■ EXERCISE BRIEF
Format every line of the records below as a numbered list, dropping any blank lines and omitting the pictures.

---+---

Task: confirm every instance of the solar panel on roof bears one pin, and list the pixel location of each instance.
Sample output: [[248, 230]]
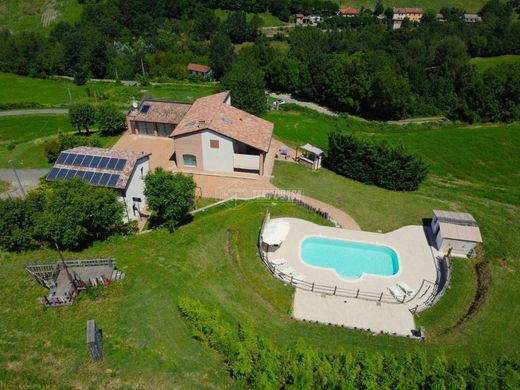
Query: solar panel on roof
[[77, 161], [86, 161], [95, 162], [103, 163], [70, 158], [104, 179], [95, 178], [53, 173], [61, 158], [113, 180], [120, 164]]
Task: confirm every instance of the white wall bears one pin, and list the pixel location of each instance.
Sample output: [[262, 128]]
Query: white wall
[[217, 160], [135, 188]]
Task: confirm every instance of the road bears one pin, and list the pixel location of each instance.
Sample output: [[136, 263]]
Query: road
[[40, 111], [311, 105], [28, 177]]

---+---

■ EXPECTED OUTPUT
1. Task: confirm every instance of the solar panel on roof bears one pin, and list the pixel location of each instance.
2. Sample output: [[248, 230]]
3. Query: solar panel on roof
4. [[77, 161], [86, 161], [95, 162], [103, 163], [70, 158], [104, 179], [95, 178], [53, 173], [61, 158], [113, 180], [120, 164]]
5. Task: confirm every instance of the white wall bears one pin, and list the pixel location of each instance.
6. Sample output: [[262, 128]]
7. Query: white wall
8. [[217, 160], [135, 188]]
9. Task: confirm every instance of the road bears one pin, and list the pixel location of each instance.
10. Sample output: [[136, 263]]
11. Query: road
12. [[40, 111], [311, 105], [28, 177]]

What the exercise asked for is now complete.